July 28, 2006

63 Days...



I want some Caribou Coffee right now. Even since I left the Midwest I haven't been able to get my hands on a cup except for the few times a year I fly through Minneapolis or stop by the hometown locations back in Ohio. Kel and I are heading back to Cinci next week for a Stolarski family vacation...that's right, I'm finally getting to go along, since I'm now 62 days away from officially being family. It's an honor that I get to go, and it's an honor that I get to call this wonderful group of people family.

I'm reading some Harry Potter right now. Order of the Phoenix to be exact. Great read, this Potter. Kel and I are going to try and finish it on vacation so we can run headlong into book 6. I've been dreaming a lot today about starting a coffee company. I know, I'm a freakin' dreamer if there ever was one, but I'm serious. I have a dream and a vision and I think it could be a really cool deal. And it would for sure have free wireless. No more of this pay for internet crap. That's straight bogus. A neighborhood coffee shop, sort of in the same league as Caribou, but focusing not only on coffee, but books as well. Good literature. Not a Barnes and Noble kind of deal either. A comfortable coffee shop that feels like a homestyle living room, complete with tables and couches and fireplace (you gotta have the fireplace), and then shelves with books. A place where people can come and buy a brew and grab a good piece of literature off a shelf along the wall like in their own home and read it, buy it, put it back for later, whatever they want. Who knows, could be a good thing. It'd probably be called Festival Coffee. Starbucks will probably be out of business within its first year.

◆ STATED TASK 1:
Answer these questions about the blog post, one per line:
(a) Which coffee chain does the writer want a cup from right now?
(b) Which Harry Potter book is the writer reading?
(c) What would the writer's coffee shop probably be called?
◆ STATED TASK 2: Please convert the rows, from the line with "I would appreciate it if you could identify the steel" through the last row, into a JSON list of strings with one string per line and blank lines left out.
The rows that follow have no connection to the blog post.

◆ PROVIDED RECORDS:
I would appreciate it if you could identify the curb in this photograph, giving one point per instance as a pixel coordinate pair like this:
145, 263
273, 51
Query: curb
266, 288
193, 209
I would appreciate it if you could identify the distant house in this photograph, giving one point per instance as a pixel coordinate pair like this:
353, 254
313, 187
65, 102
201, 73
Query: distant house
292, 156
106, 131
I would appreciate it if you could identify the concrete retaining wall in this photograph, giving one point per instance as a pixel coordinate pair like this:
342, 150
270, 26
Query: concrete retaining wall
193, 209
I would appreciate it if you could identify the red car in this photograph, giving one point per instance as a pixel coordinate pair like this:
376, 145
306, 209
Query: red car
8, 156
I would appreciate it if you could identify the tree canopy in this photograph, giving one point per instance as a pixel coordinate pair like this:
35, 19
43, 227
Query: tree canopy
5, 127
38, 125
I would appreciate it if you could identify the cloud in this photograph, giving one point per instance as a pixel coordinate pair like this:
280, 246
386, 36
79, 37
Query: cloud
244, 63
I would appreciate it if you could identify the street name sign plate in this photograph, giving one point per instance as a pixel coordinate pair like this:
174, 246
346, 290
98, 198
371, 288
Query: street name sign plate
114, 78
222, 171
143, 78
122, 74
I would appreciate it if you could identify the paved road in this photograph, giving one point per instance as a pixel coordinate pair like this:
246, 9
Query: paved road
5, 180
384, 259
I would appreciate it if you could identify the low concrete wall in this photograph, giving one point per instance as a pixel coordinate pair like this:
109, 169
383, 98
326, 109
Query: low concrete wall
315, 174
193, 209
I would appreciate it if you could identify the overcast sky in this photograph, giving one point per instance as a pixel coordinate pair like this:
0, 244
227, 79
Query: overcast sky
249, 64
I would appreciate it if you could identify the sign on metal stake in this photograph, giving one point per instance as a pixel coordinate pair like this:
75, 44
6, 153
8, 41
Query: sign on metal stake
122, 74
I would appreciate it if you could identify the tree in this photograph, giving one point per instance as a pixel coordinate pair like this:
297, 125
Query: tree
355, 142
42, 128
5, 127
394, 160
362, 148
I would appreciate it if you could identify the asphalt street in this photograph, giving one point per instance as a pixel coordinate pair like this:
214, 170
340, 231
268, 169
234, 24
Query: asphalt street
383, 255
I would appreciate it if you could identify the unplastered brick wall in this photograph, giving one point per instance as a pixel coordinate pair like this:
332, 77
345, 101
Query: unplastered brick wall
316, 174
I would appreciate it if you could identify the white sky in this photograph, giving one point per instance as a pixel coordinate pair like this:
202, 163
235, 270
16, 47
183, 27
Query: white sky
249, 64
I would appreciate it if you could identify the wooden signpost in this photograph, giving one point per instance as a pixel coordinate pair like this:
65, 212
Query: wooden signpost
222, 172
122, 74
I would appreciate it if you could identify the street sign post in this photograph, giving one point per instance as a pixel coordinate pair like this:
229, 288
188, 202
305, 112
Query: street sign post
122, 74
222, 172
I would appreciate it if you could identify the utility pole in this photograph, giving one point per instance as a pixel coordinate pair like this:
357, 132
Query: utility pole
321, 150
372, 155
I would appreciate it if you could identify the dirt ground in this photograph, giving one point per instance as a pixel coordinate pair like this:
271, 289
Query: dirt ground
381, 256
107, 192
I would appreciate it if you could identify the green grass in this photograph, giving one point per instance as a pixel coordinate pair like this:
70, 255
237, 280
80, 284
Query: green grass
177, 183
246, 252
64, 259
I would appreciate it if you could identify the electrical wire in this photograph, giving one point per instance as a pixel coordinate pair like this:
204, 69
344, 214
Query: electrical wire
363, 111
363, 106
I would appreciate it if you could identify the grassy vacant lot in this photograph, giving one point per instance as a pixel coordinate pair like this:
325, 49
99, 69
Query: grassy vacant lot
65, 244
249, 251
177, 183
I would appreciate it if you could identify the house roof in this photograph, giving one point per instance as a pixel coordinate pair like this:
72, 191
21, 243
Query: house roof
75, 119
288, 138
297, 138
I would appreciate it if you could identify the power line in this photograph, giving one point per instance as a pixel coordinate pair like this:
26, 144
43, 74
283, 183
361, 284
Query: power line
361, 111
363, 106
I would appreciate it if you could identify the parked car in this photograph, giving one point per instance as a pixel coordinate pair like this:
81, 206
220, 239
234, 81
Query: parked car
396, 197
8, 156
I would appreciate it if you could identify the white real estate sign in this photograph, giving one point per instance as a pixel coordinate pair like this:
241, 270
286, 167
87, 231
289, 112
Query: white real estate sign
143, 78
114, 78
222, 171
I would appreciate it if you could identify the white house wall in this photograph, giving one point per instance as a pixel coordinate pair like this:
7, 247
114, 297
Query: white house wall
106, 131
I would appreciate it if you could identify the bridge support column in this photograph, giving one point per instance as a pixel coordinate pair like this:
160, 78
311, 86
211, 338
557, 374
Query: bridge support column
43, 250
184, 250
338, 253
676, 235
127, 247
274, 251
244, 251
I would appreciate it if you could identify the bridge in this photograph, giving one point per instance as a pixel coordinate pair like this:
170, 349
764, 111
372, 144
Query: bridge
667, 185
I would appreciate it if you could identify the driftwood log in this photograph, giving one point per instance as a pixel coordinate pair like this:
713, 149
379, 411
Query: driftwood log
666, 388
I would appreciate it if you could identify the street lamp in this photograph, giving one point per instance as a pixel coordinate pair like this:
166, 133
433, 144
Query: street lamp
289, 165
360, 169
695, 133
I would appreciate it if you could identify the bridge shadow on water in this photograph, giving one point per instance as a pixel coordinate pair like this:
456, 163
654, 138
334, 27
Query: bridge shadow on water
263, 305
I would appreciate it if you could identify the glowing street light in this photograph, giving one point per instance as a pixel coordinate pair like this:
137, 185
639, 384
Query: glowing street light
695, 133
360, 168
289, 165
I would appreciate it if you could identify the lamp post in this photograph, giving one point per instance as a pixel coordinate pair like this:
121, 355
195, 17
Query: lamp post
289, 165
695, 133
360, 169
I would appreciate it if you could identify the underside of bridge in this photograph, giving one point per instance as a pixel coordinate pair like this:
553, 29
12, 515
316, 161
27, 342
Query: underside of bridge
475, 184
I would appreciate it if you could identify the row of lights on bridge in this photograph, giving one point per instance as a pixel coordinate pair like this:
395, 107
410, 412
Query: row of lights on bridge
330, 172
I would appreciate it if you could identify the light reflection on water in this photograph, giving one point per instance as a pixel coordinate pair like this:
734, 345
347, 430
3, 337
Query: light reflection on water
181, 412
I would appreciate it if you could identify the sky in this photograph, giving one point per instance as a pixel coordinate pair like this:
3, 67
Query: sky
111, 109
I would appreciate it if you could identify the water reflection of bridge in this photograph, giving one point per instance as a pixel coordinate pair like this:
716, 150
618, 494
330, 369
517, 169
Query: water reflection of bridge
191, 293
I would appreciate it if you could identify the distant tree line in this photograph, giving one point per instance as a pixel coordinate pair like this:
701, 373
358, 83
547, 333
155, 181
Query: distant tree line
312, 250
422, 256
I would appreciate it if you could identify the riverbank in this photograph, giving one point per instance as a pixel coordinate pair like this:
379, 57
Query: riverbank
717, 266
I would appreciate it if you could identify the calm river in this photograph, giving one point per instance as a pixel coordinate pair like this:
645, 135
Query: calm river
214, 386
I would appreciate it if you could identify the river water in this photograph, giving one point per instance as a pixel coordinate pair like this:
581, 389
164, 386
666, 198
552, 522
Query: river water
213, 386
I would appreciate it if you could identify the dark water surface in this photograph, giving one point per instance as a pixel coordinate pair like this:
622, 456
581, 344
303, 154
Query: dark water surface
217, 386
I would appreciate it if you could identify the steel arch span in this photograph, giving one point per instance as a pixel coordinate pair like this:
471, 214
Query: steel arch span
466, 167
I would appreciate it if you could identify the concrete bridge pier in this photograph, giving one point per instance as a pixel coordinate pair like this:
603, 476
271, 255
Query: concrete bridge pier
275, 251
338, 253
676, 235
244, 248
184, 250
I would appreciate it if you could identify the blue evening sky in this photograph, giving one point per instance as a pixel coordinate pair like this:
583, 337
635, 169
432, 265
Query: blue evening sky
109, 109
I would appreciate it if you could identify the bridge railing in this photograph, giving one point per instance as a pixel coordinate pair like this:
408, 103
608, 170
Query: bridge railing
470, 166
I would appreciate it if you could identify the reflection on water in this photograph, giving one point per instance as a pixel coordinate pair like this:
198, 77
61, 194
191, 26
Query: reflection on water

◆ TASK RESPONSE 1:
(a) Caribou Coffee
(b) Order of the Phoenix
(c) Festival Coffee

◆ TASK RESPONSE 2:
[
  "I would appreciate it if you could identify the steel arch span in this photograph, giving one point per instance as a pixel coordinate pair like this:",
  "471, 214",
  "Query: steel arch span",
  "466, 167",
  "I would appreciate it if you could identify the concrete bridge pier in this photograph, giving one point per instance as a pixel coordinate pair like this:",
  "603, 476",
  "271, 255",
  "Query: concrete bridge pier",
  "275, 251",
  "338, 253",
  "676, 235",
  "244, 248",
  "184, 250",
  "I would appreciate it if you could identify the blue evening sky in this photograph, giving one point per instance as a pixel coordinate pair like this:",
  "583, 337",
  "635, 169",
  "432, 265",
  "Query: blue evening sky",
  "109, 109",
  "I would appreciate it if you could identify the bridge railing in this photograph, giving one point per instance as a pixel coordinate pair like this:",
  "408, 103",
  "608, 170",
  "Query: bridge railing",
  "470, 166",
  "I would appreciate it if you could identify the reflection on water in this photograph, giving one point per instance as a pixel coordinate pair like this:",
  "198, 77",
  "61, 194",
  "191, 26",
  "Query: reflection on water"
]